* start *
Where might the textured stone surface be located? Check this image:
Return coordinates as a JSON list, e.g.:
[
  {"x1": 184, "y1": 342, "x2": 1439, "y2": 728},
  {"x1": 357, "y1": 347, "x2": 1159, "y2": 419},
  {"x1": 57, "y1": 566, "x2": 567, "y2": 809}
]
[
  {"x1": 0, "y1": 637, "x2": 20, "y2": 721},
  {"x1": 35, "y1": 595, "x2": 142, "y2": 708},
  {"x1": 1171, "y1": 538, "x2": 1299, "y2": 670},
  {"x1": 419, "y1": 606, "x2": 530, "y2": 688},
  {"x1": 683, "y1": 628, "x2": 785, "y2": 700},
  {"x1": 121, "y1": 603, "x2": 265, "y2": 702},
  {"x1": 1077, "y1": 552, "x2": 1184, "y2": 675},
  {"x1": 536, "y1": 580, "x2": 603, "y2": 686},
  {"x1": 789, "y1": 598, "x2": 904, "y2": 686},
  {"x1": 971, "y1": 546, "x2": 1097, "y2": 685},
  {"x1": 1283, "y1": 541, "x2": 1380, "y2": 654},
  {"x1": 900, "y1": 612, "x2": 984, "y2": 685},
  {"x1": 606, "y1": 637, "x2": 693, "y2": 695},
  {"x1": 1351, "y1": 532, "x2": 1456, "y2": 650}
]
* end *
* start *
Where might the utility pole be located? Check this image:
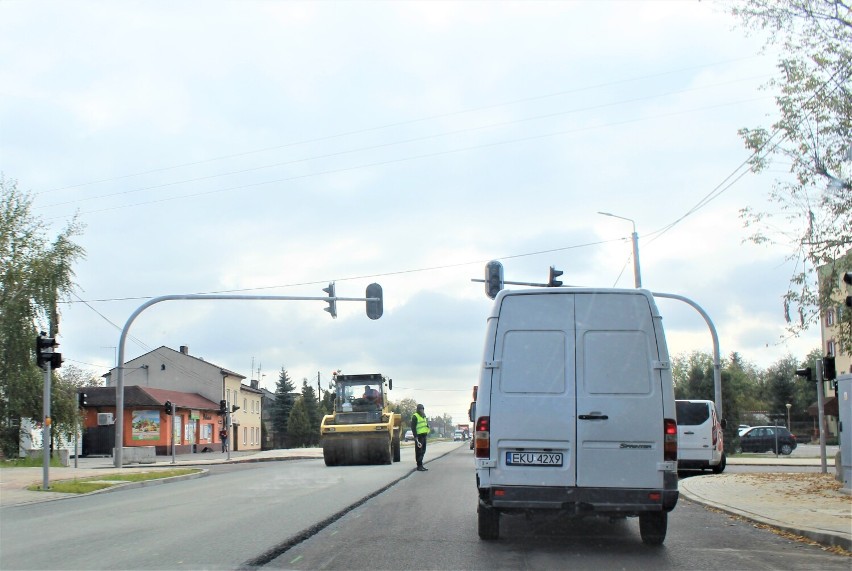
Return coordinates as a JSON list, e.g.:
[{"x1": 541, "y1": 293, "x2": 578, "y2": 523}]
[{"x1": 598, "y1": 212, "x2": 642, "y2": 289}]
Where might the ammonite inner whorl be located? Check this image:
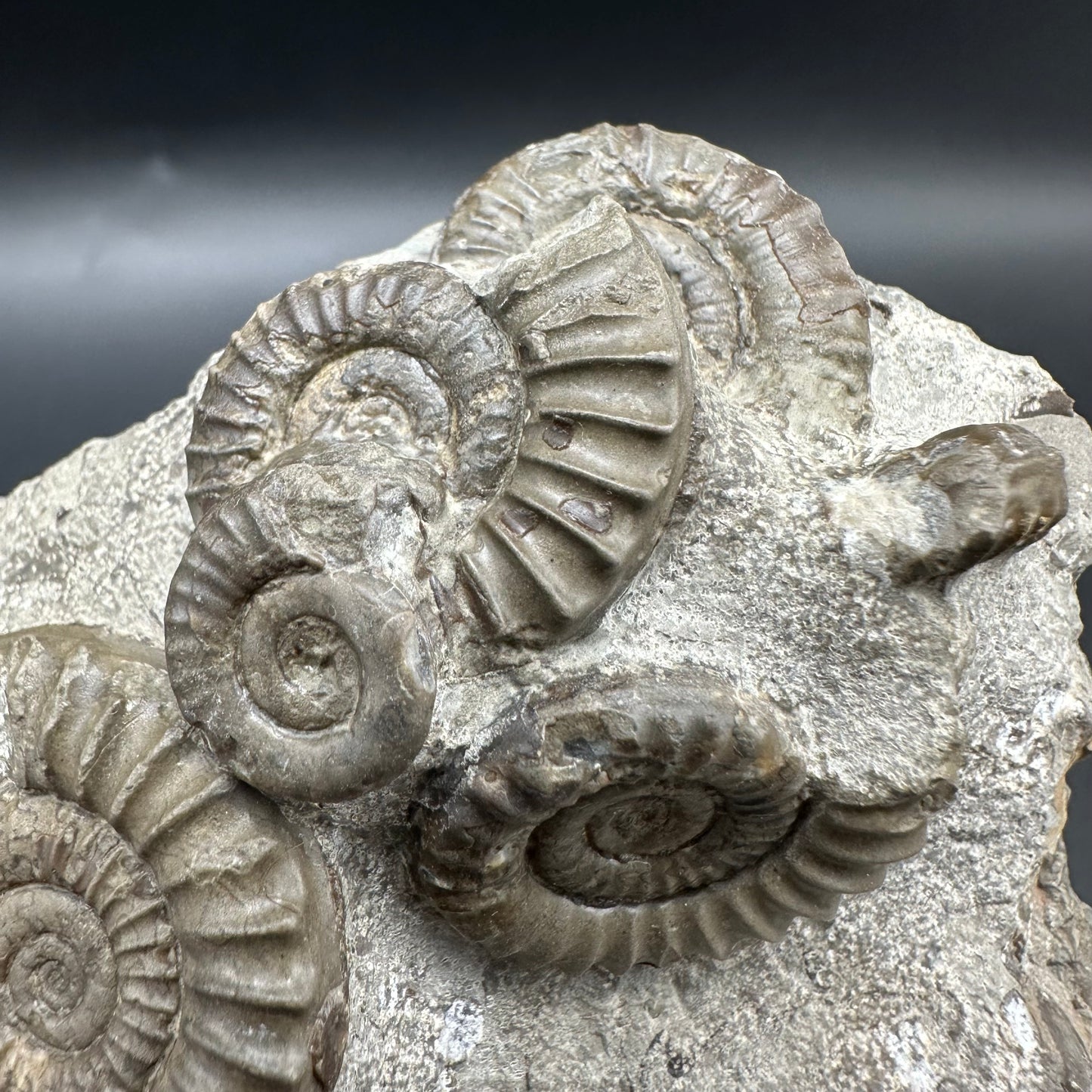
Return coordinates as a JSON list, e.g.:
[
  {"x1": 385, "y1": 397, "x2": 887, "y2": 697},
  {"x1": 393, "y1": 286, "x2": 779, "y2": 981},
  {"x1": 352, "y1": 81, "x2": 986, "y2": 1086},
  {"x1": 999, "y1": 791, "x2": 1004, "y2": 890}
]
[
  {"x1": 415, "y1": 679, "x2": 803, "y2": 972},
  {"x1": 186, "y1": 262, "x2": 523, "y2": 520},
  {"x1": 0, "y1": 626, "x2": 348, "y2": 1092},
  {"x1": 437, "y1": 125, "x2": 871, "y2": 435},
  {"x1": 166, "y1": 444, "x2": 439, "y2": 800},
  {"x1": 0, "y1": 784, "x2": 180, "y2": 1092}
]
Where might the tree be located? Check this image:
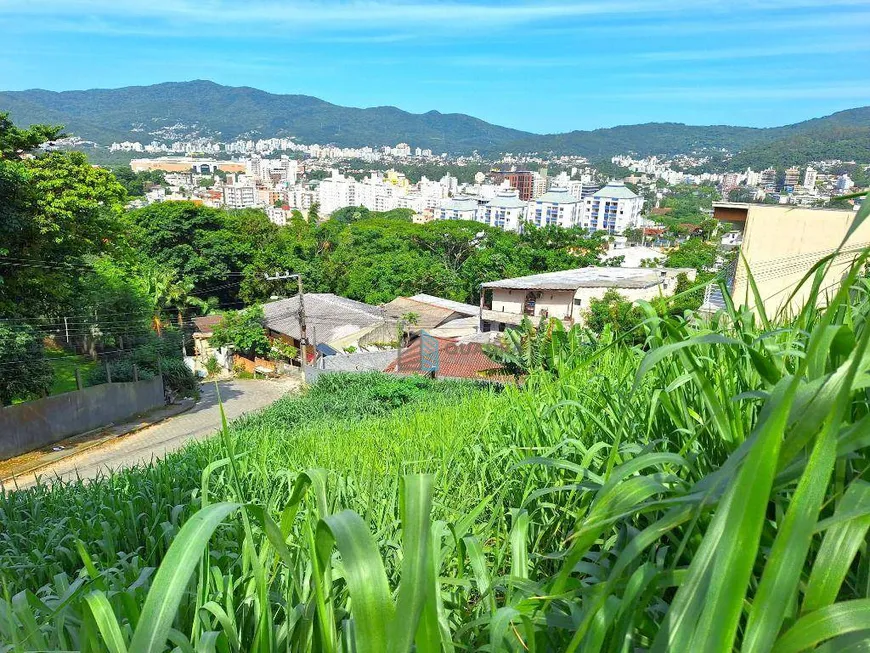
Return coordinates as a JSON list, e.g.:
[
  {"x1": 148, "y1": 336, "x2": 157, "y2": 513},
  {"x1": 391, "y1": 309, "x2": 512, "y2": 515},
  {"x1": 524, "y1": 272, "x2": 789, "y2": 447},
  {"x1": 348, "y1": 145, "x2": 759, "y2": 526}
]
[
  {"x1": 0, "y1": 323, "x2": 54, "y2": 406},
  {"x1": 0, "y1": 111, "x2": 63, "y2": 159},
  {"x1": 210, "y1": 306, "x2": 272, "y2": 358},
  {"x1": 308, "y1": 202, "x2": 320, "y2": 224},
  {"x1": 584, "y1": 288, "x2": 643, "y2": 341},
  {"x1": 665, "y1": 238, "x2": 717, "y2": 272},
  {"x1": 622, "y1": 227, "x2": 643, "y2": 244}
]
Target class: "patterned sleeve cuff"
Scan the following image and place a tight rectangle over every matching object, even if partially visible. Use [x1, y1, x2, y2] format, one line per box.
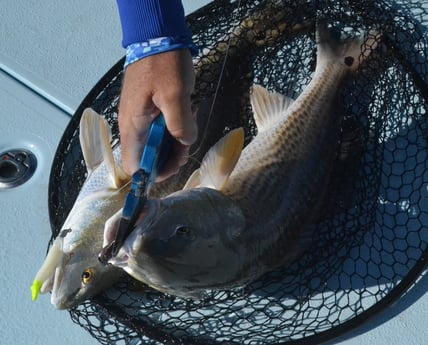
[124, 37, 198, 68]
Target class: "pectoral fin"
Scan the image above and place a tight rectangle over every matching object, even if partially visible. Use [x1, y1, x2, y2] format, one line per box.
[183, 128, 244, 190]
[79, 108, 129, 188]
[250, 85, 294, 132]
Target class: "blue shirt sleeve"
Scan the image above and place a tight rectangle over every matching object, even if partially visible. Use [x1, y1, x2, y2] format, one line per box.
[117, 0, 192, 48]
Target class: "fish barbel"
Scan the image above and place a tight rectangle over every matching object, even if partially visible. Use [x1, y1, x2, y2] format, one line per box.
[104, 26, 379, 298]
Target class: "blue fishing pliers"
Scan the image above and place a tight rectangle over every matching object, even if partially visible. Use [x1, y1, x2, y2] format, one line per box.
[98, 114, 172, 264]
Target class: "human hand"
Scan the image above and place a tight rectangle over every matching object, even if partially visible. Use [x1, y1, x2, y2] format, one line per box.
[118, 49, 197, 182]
* end *
**Set exercise**
Please pick out every line in the rows above that contains the word "located", and copy each one.

**Task output**
Where might the textured stone surface be located? Check this image:
Where might the utility pole be located? Check this image:
Where might the ammonite inner whorl be located? Check this image:
Where might the tree be located? Check this image:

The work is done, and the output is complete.